Exercise description => From the passage below on Brazil's indigenous health policy, reproduce word for word the part that starts with the words "Brazilian government policy" and ends with "Health of Brazil.".

Text to read =>

☆ ☆ ☆ ☆ ☆ ☆ ☆

= National Policy on Healthcare for Indigenous Peoples =

Brazilian government policy on indigenous peoples

The National Policy for Attention to the Health of Indigenous Peoples (Política Nacional de Atenção à Saúde dos Povos Indígenas, abbreviated PNASPI) integrates the National Health Policy in accordance with the provisions of the Organic Law of Health and the Federal Constitution of Brazil and Decree 3156/1999,  coordinated by the Indigenous Health Secretariat (SESAI) of the Ministry of Health of Brazil.

The Brazilian Federal Constitution recognizes the ethnic and cultural specificities of indigenous peoples and establishes their social rights. These rights are reaffirmed by the International Labour Organization (ILO) and ratified by Brazil with Decree 5,051/2004, in accordance with the Constitution.

Indigenous health is governed by a set of rules aimed at establishing specific mechanisms for indigenous healthcare, forming a subsystem within the Unified Health System .

The Indigenous Health Care Subsystem is coordinated by the Indigenous Health Secretariat (SESAI) and is organized into 34 Special Indigenous Health Districts (DSEI).  The territory that delimits these districts respects the geographical, anthropological distribution and access to health services by indigenous peoples.

☆ ☆ ☆ ☆ ☆ ☆ ☆

Data provided =>

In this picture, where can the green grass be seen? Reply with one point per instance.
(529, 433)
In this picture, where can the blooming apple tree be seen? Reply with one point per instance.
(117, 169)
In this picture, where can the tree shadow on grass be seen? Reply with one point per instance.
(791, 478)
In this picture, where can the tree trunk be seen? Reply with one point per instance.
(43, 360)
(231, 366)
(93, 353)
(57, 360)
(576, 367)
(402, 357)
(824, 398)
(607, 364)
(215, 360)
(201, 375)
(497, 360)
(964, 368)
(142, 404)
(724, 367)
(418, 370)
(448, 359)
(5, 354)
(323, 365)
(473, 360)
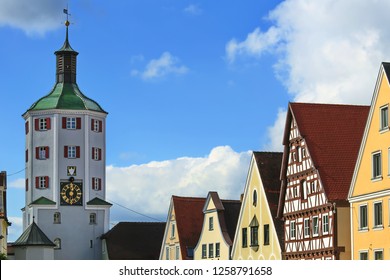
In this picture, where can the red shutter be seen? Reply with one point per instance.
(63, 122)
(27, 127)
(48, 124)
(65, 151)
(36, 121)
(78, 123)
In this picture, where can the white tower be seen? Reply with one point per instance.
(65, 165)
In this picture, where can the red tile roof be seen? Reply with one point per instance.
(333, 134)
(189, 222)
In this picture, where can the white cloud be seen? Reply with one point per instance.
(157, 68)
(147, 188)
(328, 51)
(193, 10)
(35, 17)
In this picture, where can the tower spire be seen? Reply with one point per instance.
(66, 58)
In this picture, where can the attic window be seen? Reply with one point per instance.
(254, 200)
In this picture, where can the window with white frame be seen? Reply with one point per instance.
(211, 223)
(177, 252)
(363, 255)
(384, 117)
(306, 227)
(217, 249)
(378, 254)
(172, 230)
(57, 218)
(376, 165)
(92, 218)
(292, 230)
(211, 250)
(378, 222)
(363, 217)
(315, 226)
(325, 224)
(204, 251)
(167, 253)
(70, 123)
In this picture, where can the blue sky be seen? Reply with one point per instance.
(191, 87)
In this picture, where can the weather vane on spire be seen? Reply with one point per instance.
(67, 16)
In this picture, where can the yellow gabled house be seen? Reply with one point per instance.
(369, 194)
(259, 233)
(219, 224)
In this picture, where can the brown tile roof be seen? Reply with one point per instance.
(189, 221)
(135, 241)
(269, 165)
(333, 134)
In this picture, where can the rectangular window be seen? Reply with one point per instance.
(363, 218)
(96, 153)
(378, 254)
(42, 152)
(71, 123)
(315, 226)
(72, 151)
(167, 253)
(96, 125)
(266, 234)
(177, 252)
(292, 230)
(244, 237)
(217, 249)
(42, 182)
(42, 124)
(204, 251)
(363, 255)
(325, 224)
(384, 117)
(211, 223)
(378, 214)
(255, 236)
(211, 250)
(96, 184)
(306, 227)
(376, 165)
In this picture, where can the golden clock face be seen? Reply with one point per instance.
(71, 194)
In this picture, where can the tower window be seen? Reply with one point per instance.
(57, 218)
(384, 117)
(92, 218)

☆ ☆ ☆ ☆ ☆ ☆ ☆

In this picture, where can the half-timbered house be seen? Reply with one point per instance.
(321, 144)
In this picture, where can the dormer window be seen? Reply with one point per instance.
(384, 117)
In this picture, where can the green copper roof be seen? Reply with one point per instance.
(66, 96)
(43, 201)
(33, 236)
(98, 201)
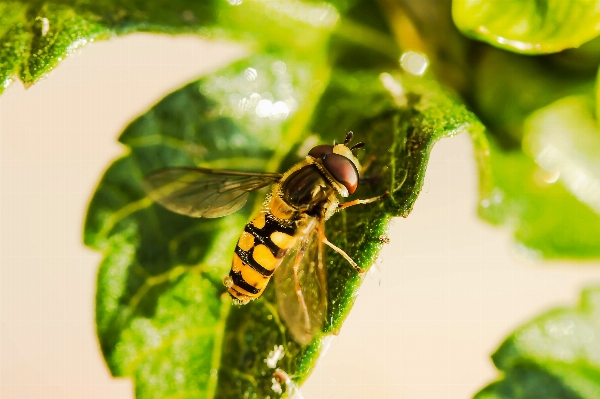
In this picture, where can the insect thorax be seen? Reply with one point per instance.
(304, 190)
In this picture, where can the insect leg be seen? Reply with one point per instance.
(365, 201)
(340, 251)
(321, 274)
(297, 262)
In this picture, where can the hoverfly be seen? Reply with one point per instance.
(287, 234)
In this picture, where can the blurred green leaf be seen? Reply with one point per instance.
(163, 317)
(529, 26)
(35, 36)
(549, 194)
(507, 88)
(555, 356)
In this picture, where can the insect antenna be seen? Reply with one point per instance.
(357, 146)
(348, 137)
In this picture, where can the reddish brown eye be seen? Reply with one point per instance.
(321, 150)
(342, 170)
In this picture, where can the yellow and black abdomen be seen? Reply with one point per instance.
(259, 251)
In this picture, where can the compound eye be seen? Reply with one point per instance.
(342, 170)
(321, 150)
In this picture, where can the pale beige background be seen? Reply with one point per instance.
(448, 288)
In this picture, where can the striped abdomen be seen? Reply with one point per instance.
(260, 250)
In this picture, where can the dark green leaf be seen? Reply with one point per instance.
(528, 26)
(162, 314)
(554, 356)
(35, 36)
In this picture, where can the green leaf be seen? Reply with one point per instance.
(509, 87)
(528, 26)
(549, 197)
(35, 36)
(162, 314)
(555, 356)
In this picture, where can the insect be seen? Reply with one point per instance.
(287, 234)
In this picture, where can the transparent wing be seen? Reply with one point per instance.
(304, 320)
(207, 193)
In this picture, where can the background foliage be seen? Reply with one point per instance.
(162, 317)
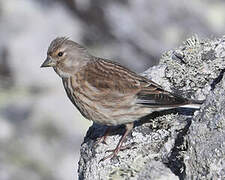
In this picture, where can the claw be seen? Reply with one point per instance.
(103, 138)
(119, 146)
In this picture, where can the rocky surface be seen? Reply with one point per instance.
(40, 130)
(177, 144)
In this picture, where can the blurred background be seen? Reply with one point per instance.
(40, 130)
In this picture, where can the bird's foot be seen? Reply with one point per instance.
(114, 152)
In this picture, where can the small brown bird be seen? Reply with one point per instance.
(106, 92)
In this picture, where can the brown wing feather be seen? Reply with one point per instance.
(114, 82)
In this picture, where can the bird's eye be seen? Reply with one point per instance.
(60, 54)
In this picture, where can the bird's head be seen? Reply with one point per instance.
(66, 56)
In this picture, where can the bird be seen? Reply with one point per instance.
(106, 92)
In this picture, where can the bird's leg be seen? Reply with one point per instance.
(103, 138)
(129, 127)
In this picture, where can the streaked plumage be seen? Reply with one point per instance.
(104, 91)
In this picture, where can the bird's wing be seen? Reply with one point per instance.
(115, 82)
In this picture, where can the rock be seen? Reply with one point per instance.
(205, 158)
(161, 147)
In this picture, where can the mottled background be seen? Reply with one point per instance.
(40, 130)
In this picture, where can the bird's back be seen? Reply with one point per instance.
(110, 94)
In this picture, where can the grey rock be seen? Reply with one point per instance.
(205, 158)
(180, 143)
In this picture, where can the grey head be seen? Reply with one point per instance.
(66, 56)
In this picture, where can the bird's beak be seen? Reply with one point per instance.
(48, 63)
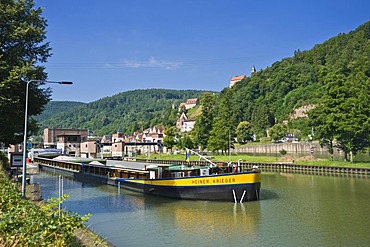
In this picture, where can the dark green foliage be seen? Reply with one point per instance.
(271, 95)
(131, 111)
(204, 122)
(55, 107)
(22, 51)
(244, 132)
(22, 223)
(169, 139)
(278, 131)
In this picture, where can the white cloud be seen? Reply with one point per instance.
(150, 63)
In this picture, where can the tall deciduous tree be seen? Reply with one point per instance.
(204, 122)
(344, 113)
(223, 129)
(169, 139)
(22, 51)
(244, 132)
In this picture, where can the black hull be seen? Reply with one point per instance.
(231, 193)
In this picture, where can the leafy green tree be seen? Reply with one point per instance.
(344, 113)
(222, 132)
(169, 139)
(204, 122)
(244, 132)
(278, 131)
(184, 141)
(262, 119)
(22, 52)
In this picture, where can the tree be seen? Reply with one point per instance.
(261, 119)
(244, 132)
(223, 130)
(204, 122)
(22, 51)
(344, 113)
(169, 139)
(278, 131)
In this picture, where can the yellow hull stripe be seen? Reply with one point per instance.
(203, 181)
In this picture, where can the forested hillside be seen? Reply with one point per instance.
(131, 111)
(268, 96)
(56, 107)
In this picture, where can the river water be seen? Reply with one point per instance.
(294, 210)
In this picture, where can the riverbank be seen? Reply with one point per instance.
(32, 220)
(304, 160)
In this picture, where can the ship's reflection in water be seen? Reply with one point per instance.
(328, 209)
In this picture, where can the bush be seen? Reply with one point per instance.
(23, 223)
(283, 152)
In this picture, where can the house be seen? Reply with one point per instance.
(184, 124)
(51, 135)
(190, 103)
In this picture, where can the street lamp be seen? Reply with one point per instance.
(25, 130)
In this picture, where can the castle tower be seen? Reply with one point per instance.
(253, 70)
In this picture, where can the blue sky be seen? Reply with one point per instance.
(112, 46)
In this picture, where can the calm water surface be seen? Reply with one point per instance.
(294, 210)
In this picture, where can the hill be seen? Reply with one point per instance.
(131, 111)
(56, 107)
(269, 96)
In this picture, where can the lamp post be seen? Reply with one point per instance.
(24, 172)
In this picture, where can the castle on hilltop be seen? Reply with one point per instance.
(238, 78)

☆ ☆ ☆ ☆ ☆ ☆ ☆

Result for this exercise =>
Brazilian government policy on indigenous peoples

The National Policy for Attention to the Health of Indigenous Peoples (Política Nacional de Atenção à Saúde dos Povos Indígenas, abbreviated PNASPI) integrates the National Health Policy in accordance with the provisions of the Organic Law of Health and the Federal Constitution of Brazil and Decree 3156/1999,  coordinated by the Indigenous Health Secretariat (SESAI) of the Ministry of Health of Brazil.